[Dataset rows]

• • • •

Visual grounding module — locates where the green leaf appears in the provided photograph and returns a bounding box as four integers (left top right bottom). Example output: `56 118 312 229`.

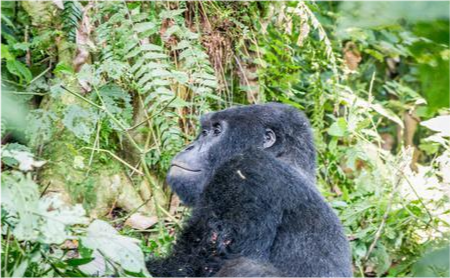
133 22 156 33
328 118 348 137
66 258 94 266
11 259 29 278
62 104 98 142
80 220 149 277
6 60 33 83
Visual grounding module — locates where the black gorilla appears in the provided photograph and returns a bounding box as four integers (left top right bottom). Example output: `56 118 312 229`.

• • • •

--- SET TASK ---
Identify every line in the data above that contains the word "module", and copy each of those lines. Treat uppercase and lowercase letters as different.

--- CORRECT ANSWER ---
Visual grounding module — locates where the green leaf appears in the provided photograph and returns a bounding box as four integers (left top right bottom). Example output: `56 118 312 229`.
Visual grounding module — locates where the black gorilla appears in the provided photograph and returns a bounding box as four integers (left top right bottom). Example output: `56 118 312 229`.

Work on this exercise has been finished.